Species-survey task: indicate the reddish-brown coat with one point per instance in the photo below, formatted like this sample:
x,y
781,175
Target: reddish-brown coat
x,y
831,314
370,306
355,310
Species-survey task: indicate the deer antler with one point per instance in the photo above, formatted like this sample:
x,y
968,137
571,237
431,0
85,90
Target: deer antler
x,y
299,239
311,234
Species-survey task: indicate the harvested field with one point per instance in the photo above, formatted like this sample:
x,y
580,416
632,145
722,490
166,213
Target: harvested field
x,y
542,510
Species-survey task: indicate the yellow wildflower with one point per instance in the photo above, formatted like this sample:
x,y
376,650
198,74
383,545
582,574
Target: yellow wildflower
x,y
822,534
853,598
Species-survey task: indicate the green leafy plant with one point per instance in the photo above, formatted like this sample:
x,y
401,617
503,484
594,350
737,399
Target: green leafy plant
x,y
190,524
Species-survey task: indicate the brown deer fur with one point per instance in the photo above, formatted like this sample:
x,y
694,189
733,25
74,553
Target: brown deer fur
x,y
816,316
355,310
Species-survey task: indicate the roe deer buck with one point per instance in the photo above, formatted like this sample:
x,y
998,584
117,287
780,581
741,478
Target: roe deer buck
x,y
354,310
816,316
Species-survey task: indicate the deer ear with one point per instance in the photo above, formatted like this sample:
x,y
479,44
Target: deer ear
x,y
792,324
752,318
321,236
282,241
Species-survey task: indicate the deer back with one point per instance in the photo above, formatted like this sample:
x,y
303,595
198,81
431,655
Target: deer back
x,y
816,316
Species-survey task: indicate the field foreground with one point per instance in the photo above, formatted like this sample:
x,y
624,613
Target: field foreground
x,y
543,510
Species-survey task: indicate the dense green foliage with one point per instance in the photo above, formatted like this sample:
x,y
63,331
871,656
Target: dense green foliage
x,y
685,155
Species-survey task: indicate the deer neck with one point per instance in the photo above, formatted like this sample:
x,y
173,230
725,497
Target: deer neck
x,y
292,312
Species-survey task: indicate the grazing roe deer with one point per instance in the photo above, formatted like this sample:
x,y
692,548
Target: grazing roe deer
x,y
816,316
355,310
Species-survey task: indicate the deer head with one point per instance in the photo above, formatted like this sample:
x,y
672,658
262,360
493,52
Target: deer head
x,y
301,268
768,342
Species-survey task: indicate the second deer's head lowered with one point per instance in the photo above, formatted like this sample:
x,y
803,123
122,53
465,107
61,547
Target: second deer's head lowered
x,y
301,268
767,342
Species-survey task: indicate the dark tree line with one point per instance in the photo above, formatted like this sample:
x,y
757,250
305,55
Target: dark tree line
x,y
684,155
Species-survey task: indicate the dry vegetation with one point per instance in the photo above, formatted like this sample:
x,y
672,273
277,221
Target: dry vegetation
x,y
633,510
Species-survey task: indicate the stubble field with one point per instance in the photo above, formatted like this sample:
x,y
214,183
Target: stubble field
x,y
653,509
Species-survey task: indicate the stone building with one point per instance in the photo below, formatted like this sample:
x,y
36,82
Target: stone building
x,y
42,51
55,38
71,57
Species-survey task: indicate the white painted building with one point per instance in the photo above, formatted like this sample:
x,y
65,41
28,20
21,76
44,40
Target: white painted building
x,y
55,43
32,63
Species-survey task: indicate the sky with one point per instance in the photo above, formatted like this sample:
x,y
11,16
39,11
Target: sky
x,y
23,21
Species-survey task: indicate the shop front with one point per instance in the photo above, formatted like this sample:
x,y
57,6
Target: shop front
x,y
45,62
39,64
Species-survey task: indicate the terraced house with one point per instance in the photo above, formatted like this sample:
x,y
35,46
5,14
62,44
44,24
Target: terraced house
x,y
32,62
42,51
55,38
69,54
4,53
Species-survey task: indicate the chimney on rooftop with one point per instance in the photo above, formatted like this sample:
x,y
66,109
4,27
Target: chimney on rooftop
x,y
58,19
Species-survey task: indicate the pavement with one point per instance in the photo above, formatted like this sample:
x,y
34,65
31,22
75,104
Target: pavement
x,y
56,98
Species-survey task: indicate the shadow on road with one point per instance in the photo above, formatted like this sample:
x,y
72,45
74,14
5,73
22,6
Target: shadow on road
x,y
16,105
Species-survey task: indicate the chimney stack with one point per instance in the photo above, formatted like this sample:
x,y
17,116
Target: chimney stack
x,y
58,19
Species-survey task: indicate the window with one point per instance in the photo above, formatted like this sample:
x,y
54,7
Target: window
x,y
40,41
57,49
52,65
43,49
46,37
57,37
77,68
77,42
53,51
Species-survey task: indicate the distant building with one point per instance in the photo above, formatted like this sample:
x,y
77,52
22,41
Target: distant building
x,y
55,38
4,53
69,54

----

### WRITTEN EXERCISE
Set out every line of the records above as a JSON list of strings, one string per line, with blank lines omitted.

### TASK RESULT
[
  "Species-survey task: indicate the reddish-brown coat with one point per instance in the photo below, formatted like this sample:",
  "x,y",
  "781,175",
  "Target: reddish-brown coat",
  "x,y",
  "831,314",
  "370,306",
  "355,310",
  "Species-survey task: indicate the deer antler with one point per instance in the photo above, formatted like this sample:",
  "x,y",
  "968,137",
  "571,237",
  "431,0",
  "85,90",
  "Target: deer antler",
  "x,y",
  "299,239",
  "311,234",
  "Species-survey task: indicate the harvested field with one point per instance in the photo above, formatted like this sample:",
  "x,y",
  "580,416",
  "632,145",
  "722,490",
  "166,213",
  "Target: harvested field",
  "x,y",
  "542,510",
  "Species-survey task: indicate the yellow wildflower with one point per instance in the photo above, formatted like this sample:",
  "x,y",
  "376,650",
  "198,74",
  "383,545",
  "582,574",
  "Target: yellow wildflower",
  "x,y",
  "822,534",
  "853,598",
  "Species-survey task: indicate the green leafy plant with one point per instance in the photo above, formatted like this sample:",
  "x,y",
  "401,617",
  "503,484",
  "594,350",
  "737,399",
  "Target: green leafy plant",
  "x,y",
  "190,524",
  "Species-survey task: indicate the brown deer fur with one point per instance in the photo above, formatted like this sample:",
  "x,y",
  "694,189",
  "733,25",
  "74,553",
  "Target: brown deer fur",
  "x,y",
  "816,316",
  "355,310",
  "Species-survey task: indicate the roe deer buck with one point per instance in the photo above, formatted like this sample:",
  "x,y",
  "998,584",
  "117,287",
  "780,581",
  "741,478",
  "Target: roe deer buck",
  "x,y",
  "354,310",
  "816,316",
  "Species-survey task: indicate the deer ear with one point per instance in the photo above, formatted like this sample:",
  "x,y",
  "479,44",
  "Target: deer ear",
  "x,y",
  "792,324",
  "752,318",
  "321,236",
  "282,241",
  "Species-survey task: indicate the deer back with one point per instance in the photo above, formatted like this sample:",
  "x,y",
  "303,595",
  "198,81",
  "431,655",
  "Target: deer back",
  "x,y",
  "816,316",
  "Species-survey task: indicate the field foreground with one point per instance in the photo above, formatted like this sample:",
  "x,y",
  "624,613",
  "Target: field foreground",
  "x,y",
  "543,510",
  "Species-survey task: indicate the dense green foliage with one point per instance in the photo above, formatted like this sample:",
  "x,y",
  "63,331",
  "871,656",
  "Target: dense green foliage",
  "x,y",
  "685,155",
  "Species-survey task: indicate the deer neck with one point per instance in the photo above, formatted like this sample:",
  "x,y",
  "173,230",
  "725,497",
  "Target: deer neck",
  "x,y",
  "292,312",
  "Species-survey task: indicate the grazing roe deer with one point per instance in the photo above, formatted like this sample:",
  "x,y",
  "692,548",
  "Target: grazing roe deer",
  "x,y",
  "816,316",
  "355,310",
  "Species-survey task: indicate the deer head with one point per instance in the photo above, formatted like this sample:",
  "x,y",
  "672,658",
  "262,360",
  "493,52",
  "Target: deer head",
  "x,y",
  "301,268",
  "768,342",
  "Species-survey task: indicate the second deer's head lowered with one point per instance in the photo above, formatted like this sample:",
  "x,y",
  "803,123",
  "122,53",
  "465,107",
  "61,547",
  "Target: second deer's head lowered",
  "x,y",
  "301,268",
  "767,342",
  "Species-survey task: indicate the dark tree line with one point per instance in the photo above, formatted like this sample:",
  "x,y",
  "757,250",
  "305,55",
  "Target: dark tree line",
  "x,y",
  "684,155",
  "Species-survey task: indicate the dry vegetation with one point per instance in the photo above, formatted like this sample:",
  "x,y",
  "672,273",
  "277,221",
  "Target: dry vegetation",
  "x,y",
  "633,510",
  "Species-survey task: indicate the stubble field with one point per instance in the photo above, formatted like this sample:",
  "x,y",
  "214,183",
  "Target: stubble field",
  "x,y",
  "653,509",
  "Species-survey task: indicate the stone building with one point per instance in the photo below, formatted like this sample:",
  "x,y",
  "36,82",
  "Target: stone building",
  "x,y",
  "42,51",
  "55,38",
  "71,57",
  "Species-survey task: indicate the white painted building with one point per instance in the photo above, formatted like this sample:",
  "x,y",
  "65,41",
  "28,20",
  "21,76",
  "44,40",
  "Target: white painted building",
  "x,y",
  "55,43",
  "32,63",
  "Species-survey task: indicate the sky with one point per instance in the photo above, formatted like this sample:",
  "x,y",
  "11,16",
  "39,11",
  "Target: sky",
  "x,y",
  "23,21",
  "Species-survey task: indicate the shop front with one point per instance in the photo above, formatted like this sample:",
  "x,y",
  "57,6",
  "Target: shop front",
  "x,y",
  "45,62",
  "39,64",
  "Species-survey task: indicate the terraced house with one point per instance in the photo above, formatted like this sample:",
  "x,y",
  "35,46",
  "5,14",
  "62,44",
  "44,24",
  "Target: terraced house",
  "x,y",
  "32,62",
  "42,51",
  "55,38",
  "69,54",
  "4,53",
  "Species-survey task: indicate the chimney on rooftop with one point per instance in the photo above, formatted like this sample:",
  "x,y",
  "66,109",
  "4,27",
  "Target: chimney on rooftop",
  "x,y",
  "58,19",
  "Species-survey task: indicate the pavement with one point per instance in the photo above, formatted like this sample:",
  "x,y",
  "34,65",
  "31,22",
  "75,104",
  "Target: pavement",
  "x,y",
  "56,98",
  "Species-survey task: indicate the shadow on road with one point per instance in the photo above, formatted like this sample:",
  "x,y",
  "72,45",
  "74,14",
  "5,73",
  "22,6",
  "Target: shadow on road",
  "x,y",
  "16,105",
  "Species-survey task: indicate the chimney stack with one point per instance in the photo above, formatted like this sample:",
  "x,y",
  "17,116",
  "Target: chimney stack",
  "x,y",
  "58,19",
  "Species-survey task: indicate the window with one point per instance in the photo above, formatted like this sample:",
  "x,y",
  "54,7",
  "Target: window",
  "x,y",
  "40,41",
  "57,49",
  "52,65",
  "43,49",
  "46,37",
  "57,37",
  "77,68",
  "77,42",
  "53,51",
  "Species-survey task: indicate the distant building with one point per instance in the photo above, formatted like this sample:",
  "x,y",
  "77,52",
  "22,41",
  "Target: distant building",
  "x,y",
  "55,38",
  "4,53",
  "69,54"
]